■ WHAT TO PRODUCE ■
Output the lines of the records below as a numbered list, starting at the line containing "hillside vegetation -> box" and ending at the line containing "(33, 39), (173, 250)", with both of those lines included and any blank lines left out.

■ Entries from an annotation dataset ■
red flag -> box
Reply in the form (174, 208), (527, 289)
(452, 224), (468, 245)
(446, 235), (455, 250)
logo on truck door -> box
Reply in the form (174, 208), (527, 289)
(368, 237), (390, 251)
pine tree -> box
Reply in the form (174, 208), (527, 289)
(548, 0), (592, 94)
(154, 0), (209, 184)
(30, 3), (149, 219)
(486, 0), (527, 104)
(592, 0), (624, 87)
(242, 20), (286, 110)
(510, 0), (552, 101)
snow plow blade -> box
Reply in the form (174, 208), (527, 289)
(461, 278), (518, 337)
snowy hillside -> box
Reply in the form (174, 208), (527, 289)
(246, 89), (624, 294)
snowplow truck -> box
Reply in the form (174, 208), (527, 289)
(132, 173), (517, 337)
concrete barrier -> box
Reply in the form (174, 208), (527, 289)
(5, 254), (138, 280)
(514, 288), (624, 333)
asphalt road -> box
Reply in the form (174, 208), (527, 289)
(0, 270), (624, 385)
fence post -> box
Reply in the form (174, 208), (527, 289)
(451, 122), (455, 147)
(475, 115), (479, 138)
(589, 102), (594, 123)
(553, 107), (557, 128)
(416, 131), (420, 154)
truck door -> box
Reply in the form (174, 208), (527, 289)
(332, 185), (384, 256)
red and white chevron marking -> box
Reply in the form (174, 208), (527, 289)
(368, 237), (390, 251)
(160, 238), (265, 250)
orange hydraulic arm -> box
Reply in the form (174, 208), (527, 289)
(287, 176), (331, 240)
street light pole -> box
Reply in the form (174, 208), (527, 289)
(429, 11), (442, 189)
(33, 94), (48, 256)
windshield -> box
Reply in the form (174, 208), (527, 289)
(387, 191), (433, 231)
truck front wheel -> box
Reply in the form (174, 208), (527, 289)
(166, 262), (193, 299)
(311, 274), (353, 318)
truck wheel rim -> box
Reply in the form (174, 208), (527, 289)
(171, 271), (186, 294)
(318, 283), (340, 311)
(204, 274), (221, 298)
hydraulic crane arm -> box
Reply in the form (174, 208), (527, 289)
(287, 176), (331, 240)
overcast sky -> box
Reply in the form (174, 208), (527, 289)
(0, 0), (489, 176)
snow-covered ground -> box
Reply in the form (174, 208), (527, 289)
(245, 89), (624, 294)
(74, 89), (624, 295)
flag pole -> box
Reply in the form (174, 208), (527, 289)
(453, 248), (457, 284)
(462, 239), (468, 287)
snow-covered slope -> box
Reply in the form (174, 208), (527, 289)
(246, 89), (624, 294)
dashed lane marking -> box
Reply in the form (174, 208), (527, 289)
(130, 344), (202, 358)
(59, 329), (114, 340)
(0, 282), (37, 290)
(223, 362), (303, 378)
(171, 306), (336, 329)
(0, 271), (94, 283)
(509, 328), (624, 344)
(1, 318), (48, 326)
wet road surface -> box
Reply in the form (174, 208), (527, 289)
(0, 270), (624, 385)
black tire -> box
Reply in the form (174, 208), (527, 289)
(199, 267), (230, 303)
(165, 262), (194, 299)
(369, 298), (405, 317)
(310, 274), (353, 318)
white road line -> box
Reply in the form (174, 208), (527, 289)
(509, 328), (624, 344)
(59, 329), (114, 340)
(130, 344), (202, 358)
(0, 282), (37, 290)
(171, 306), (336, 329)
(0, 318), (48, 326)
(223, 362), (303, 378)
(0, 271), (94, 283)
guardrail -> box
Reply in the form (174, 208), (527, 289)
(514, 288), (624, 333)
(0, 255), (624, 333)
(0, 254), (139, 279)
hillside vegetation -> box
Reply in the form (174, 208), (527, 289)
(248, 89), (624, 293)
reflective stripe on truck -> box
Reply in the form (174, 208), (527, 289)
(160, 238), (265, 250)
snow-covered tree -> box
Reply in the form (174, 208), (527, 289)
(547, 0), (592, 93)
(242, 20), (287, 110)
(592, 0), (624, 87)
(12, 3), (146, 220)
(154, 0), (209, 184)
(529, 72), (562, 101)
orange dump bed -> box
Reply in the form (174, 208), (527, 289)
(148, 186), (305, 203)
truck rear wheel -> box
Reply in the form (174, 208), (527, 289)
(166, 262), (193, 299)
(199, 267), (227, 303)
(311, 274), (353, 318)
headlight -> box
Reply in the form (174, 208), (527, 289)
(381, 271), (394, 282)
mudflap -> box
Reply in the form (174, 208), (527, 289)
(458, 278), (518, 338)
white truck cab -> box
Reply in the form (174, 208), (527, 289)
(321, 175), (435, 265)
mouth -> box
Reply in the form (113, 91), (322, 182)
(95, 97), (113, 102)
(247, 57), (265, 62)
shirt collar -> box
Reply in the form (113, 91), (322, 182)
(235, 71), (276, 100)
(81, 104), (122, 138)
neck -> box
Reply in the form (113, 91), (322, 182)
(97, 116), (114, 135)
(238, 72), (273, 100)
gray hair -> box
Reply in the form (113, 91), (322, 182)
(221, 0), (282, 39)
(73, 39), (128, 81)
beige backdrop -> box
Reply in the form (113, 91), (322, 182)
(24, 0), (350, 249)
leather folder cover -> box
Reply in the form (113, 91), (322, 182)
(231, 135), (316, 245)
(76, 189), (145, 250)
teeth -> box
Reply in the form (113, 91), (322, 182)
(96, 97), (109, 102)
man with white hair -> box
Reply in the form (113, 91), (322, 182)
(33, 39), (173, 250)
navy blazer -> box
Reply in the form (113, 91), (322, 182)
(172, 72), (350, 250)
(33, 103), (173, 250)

■ CORRECT RESULT ■
1. hillside vegetation -> box
2. Reply in the form (174, 208), (527, 289)
3. (248, 89), (624, 293)
4. reflective stripe on truck -> box
5. Reply in the form (174, 208), (527, 289)
6. (160, 238), (265, 250)
7. snow-covered tree -> box
8. Reply in the form (174, 208), (527, 289)
9. (547, 0), (592, 93)
10. (242, 20), (287, 110)
11. (592, 0), (624, 87)
12. (12, 3), (146, 220)
13. (154, 0), (209, 184)
14. (529, 72), (562, 101)
15. orange dump bed -> box
16. Reply in the form (174, 208), (527, 289)
17. (148, 186), (305, 203)
18. truck rear wheel -> box
19. Reply in the form (174, 208), (527, 289)
20. (166, 262), (193, 299)
21. (199, 267), (227, 303)
22. (311, 274), (353, 318)
23. headlight -> box
24. Reply in the form (174, 208), (527, 289)
25. (381, 271), (394, 282)
26. mudflap -> box
27. Reply in the form (174, 208), (527, 289)
28. (458, 278), (518, 338)
29. white truck cab -> box
30. Reply in the form (174, 208), (527, 289)
31. (321, 175), (435, 265)
32. mouth -> box
33. Reply in the form (113, 91), (322, 182)
34. (95, 97), (113, 102)
35. (247, 57), (265, 62)
36. shirt collar -> box
37. Reply in the form (113, 91), (322, 182)
38. (235, 71), (276, 100)
39. (81, 104), (122, 138)
40. neck -> box
41. Reply in the form (113, 91), (322, 182)
42. (97, 116), (114, 135)
43. (238, 72), (273, 100)
44. gray hair -> box
45. Reply in the form (113, 91), (322, 182)
46. (221, 0), (282, 39)
47. (73, 39), (128, 81)
48. beige backdrop -> box
49. Reply in the form (113, 91), (322, 182)
50. (24, 0), (350, 249)
51. leather folder cover -> box
52. Reply in the form (113, 91), (322, 182)
53. (231, 135), (316, 245)
54. (76, 189), (145, 250)
55. teeth -> box
56. Reply in the form (113, 91), (322, 182)
57. (96, 97), (109, 102)
58. man with white hair -> box
59. Reply in the form (113, 91), (322, 182)
60. (33, 39), (173, 250)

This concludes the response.